EXERCISE DATA:
=== Begin Enclosure ===

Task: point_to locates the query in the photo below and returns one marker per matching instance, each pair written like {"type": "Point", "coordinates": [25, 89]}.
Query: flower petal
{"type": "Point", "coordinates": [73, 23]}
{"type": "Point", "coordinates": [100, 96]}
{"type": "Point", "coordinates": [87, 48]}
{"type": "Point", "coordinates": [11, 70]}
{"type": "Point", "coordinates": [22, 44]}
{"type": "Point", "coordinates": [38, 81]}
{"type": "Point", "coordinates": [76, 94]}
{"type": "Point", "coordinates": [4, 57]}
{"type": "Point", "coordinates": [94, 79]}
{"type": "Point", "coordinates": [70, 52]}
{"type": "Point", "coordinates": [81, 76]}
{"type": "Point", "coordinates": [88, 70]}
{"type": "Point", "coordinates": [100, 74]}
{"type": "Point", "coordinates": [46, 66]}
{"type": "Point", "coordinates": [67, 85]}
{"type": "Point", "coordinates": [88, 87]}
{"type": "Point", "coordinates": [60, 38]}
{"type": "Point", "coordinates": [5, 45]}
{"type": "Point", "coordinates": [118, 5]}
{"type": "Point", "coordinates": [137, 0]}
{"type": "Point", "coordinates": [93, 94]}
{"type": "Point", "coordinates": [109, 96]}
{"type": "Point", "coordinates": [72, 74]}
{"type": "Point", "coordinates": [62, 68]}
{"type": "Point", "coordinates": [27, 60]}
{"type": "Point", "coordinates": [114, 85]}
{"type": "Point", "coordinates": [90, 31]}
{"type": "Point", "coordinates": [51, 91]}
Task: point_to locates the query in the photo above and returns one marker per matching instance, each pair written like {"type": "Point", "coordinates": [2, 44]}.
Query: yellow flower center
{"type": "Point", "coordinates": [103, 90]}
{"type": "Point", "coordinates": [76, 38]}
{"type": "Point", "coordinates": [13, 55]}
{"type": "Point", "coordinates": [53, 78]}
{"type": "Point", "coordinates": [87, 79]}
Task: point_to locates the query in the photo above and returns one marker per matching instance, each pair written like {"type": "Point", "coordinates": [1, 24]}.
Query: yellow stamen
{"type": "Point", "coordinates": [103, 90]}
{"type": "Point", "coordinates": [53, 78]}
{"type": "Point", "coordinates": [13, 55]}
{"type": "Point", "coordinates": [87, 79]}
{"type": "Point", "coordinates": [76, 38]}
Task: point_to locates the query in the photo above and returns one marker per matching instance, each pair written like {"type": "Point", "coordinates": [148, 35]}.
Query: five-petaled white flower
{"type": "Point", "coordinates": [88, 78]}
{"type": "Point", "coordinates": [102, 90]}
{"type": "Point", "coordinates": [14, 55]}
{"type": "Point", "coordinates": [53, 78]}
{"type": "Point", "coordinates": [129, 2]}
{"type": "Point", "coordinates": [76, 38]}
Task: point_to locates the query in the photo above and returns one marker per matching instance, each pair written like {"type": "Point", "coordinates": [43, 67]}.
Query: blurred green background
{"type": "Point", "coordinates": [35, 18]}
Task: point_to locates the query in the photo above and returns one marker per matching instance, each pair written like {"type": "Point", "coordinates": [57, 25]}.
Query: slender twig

=== End Enclosure ===

WHAT THIS TASK INVOLVES: Each of the entries must be set down exactly, none omitted.

OUTPUT OF THE EXERCISE:
Task: point_to locates the query in the photo below and returns one marker per matching instance, each pair written like {"type": "Point", "coordinates": [25, 89]}.
Query: flower petal
{"type": "Point", "coordinates": [73, 23]}
{"type": "Point", "coordinates": [100, 96]}
{"type": "Point", "coordinates": [87, 48]}
{"type": "Point", "coordinates": [11, 70]}
{"type": "Point", "coordinates": [22, 44]}
{"type": "Point", "coordinates": [38, 81]}
{"type": "Point", "coordinates": [76, 94]}
{"type": "Point", "coordinates": [4, 57]}
{"type": "Point", "coordinates": [94, 79]}
{"type": "Point", "coordinates": [70, 52]}
{"type": "Point", "coordinates": [81, 76]}
{"type": "Point", "coordinates": [88, 70]}
{"type": "Point", "coordinates": [100, 74]}
{"type": "Point", "coordinates": [46, 66]}
{"type": "Point", "coordinates": [67, 85]}
{"type": "Point", "coordinates": [88, 87]}
{"type": "Point", "coordinates": [60, 38]}
{"type": "Point", "coordinates": [5, 45]}
{"type": "Point", "coordinates": [118, 5]}
{"type": "Point", "coordinates": [137, 0]}
{"type": "Point", "coordinates": [93, 94]}
{"type": "Point", "coordinates": [109, 96]}
{"type": "Point", "coordinates": [72, 74]}
{"type": "Point", "coordinates": [62, 68]}
{"type": "Point", "coordinates": [27, 60]}
{"type": "Point", "coordinates": [114, 85]}
{"type": "Point", "coordinates": [90, 31]}
{"type": "Point", "coordinates": [51, 91]}
Task: point_to locates the query in the photo above and returns one marker per matching instance, each pair written like {"type": "Point", "coordinates": [2, 44]}.
Query: yellow flower center
{"type": "Point", "coordinates": [103, 90]}
{"type": "Point", "coordinates": [76, 38]}
{"type": "Point", "coordinates": [13, 55]}
{"type": "Point", "coordinates": [53, 78]}
{"type": "Point", "coordinates": [87, 79]}
Task: point_to locates the query in the photo above and returns one marker per matching instance, each pair written like {"type": "Point", "coordinates": [1, 24]}.
Query: yellow stamen
{"type": "Point", "coordinates": [103, 90]}
{"type": "Point", "coordinates": [53, 78]}
{"type": "Point", "coordinates": [13, 55]}
{"type": "Point", "coordinates": [87, 79]}
{"type": "Point", "coordinates": [76, 38]}
Task: point_to locates the query in the photo above and returns one marker per matching instance, each pair written like {"type": "Point", "coordinates": [148, 35]}.
Query: five-petaled white flower
{"type": "Point", "coordinates": [88, 78]}
{"type": "Point", "coordinates": [102, 90]}
{"type": "Point", "coordinates": [14, 55]}
{"type": "Point", "coordinates": [53, 78]}
{"type": "Point", "coordinates": [129, 2]}
{"type": "Point", "coordinates": [76, 38]}
Task: point_to locates the query in the photo above and returns one marker per matching instance, each pair written like {"type": "Point", "coordinates": [43, 67]}.
Query: blurred green background
{"type": "Point", "coordinates": [35, 18]}
Task: point_to locates the query in the photo above and returns one marker per matching instance, each pair written like {"type": "Point", "coordinates": [57, 25]}.
Query: slender twig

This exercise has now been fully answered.